= Deutsche Mythologie =

1835 treatise by Jacob Grimm

Deutsche Mythologie (/de/, Teutonic Mythology) is a treatise on Germanic mythology by Jacob Grimm. First published in Germany in 1835, the work is an exhaustive treatment of the subject, tracing the mythology and beliefs of the ancient Germanic peoples from their earliest attestations to their survivals in modern traditions, folktales and popular expressions.

== Content ==
The structure of the Deutsche Mythologie is fairly encyclopaedic. The articles and chapters are discursive of philological, historical, folkloristic, and poetic aspects of the pre-Christian Germanic religions. The sources are varied epochally and geographically. In many instances, Grimm cites the North and West Germanic variants of a religious entity; thus the entry on Thor is titled 'Donar, Thunar (Thôrr)'. Older Germanic words, particularly those concerning ritual, are often compared to Latin equivalents, as evident in the table of contents.

==Historiographical importance==

The Deutsche Mythologie was an influential study; it has been called 'seminal, and largely unsurpassed'. Previous studies of Germanic mythology had tended to focus strictly on gods, whereas Grimm 'examined the totality of Germanic religious experience, from the creation narratives of the Prose Edda to the superstitions of the German peasant'. Grimm was not given to explicit discussions of method, but his study implies a set of 'buried theses' which were important to the development of scholarship on mythology: that the study of words as well as stories can reveal past belief-systems, and that 'just as Primitive Germanic word-forms could be "reconstructed" on a comparative basis, so could Primitive Germanic concepts, and the mythology in which they were embedded'. Grimm also assumed a 'thesis of continuity', whereby later sources could be seen as representations of earlier culture, due to the historical continuities between the two.

Record extracts =>
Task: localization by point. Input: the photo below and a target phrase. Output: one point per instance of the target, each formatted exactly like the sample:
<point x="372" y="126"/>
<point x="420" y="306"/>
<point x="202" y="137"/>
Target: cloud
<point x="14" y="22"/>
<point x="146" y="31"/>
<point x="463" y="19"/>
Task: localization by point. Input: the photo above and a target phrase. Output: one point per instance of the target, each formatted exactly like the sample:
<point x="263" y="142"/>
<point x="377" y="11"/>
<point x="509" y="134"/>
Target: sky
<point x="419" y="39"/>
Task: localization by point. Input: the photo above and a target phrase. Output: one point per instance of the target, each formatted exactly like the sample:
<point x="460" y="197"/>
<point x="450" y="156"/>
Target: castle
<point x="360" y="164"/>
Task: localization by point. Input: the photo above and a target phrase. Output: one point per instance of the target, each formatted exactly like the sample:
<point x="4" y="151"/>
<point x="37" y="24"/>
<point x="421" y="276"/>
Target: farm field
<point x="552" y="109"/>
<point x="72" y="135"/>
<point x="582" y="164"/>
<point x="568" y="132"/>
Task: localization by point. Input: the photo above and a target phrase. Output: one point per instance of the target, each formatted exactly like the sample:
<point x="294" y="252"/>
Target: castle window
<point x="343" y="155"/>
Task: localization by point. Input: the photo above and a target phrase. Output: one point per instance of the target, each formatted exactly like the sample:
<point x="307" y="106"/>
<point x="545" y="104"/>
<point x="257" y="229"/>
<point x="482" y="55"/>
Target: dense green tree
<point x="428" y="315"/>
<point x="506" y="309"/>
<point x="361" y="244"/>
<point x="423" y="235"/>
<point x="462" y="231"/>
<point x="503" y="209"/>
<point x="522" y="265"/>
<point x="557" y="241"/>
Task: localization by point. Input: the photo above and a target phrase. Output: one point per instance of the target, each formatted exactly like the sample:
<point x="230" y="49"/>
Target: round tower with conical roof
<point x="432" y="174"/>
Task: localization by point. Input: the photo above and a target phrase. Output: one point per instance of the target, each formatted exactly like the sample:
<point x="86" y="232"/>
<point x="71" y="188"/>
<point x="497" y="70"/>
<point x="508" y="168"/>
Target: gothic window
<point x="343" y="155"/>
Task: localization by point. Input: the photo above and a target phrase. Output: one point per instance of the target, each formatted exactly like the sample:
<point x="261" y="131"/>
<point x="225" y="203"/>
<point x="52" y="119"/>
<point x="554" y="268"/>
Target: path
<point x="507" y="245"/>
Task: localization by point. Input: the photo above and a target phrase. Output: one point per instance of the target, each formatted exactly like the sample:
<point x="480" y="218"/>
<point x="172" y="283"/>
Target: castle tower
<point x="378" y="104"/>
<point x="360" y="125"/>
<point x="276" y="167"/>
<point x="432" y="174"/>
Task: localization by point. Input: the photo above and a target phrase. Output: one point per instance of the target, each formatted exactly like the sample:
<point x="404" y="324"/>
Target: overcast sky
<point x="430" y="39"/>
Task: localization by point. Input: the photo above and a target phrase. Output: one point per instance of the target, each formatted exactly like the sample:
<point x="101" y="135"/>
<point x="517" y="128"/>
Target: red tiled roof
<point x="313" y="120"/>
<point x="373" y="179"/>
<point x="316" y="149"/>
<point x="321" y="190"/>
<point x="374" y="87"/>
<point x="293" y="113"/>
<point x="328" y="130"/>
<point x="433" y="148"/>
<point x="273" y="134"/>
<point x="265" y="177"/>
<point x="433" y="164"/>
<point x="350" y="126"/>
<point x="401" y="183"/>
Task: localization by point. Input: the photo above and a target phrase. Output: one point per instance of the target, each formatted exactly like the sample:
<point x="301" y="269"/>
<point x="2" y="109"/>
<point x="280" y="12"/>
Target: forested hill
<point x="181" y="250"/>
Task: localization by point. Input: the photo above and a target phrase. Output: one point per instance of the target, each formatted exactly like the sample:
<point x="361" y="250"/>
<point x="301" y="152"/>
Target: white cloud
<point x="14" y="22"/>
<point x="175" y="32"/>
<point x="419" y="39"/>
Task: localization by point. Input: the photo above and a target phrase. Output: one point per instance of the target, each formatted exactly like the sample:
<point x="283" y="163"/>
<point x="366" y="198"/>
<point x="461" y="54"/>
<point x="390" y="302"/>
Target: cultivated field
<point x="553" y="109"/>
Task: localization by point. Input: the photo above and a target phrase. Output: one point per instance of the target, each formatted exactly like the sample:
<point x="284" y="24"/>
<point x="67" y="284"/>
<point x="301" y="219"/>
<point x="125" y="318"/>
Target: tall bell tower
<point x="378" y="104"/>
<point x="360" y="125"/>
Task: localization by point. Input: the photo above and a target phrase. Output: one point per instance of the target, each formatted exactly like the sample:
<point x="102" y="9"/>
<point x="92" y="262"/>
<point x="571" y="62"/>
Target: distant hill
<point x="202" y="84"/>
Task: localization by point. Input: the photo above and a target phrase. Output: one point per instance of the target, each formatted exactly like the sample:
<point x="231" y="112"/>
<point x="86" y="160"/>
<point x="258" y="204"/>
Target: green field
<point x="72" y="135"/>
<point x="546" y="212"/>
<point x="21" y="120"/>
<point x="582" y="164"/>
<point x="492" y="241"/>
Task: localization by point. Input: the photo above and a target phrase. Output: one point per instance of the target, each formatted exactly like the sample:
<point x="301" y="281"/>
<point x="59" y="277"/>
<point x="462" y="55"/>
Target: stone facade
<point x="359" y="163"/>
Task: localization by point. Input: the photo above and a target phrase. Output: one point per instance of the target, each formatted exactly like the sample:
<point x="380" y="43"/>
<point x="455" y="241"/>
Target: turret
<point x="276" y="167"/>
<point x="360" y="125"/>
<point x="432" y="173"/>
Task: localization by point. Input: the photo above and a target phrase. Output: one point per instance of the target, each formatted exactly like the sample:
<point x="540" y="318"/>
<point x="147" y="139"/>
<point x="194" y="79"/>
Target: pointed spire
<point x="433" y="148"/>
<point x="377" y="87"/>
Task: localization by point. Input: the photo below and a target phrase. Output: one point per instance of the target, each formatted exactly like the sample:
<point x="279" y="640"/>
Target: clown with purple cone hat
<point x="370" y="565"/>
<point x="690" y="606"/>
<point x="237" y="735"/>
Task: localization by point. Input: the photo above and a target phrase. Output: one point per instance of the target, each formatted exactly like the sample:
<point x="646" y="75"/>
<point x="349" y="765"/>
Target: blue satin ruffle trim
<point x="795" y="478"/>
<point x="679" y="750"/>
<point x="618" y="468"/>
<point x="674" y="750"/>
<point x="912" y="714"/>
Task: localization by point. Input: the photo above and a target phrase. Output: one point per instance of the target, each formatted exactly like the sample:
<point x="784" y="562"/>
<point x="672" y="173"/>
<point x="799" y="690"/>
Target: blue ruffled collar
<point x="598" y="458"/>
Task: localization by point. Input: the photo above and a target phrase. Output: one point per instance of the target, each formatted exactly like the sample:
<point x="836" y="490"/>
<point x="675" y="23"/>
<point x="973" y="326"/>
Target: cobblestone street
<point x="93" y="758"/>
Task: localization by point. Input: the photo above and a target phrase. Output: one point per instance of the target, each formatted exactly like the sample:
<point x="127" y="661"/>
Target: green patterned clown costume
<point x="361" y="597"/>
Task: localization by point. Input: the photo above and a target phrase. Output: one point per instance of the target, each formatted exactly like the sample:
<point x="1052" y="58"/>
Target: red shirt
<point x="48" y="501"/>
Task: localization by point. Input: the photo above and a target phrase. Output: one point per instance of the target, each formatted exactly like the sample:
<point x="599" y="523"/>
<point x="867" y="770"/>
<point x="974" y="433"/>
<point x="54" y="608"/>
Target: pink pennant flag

What you need to do =>
- 1) According to the Deutsche Mythologie article, what title does Grimm give the entry on Thor?
- 2) Copy out the stretch of the Deutsche Mythologie article from "Deutsche Mythologie (/de/, Teutonic" through "and popular expressions.".

Solutions to each task =>
- 1) Donar, Thunar (Thôrr)

- 2)
Deutsche Mythologie (/de/, Teutonic Mythology) is a treatise on Germanic mythology by Jacob Grimm. First published in Germany in 1835, the work is an exhaustive treatment of the subject, tracing the mythology and beliefs of the ancient Germanic peoples from their earliest attestations to their survivals in modern traditions, folktales and popular expressions.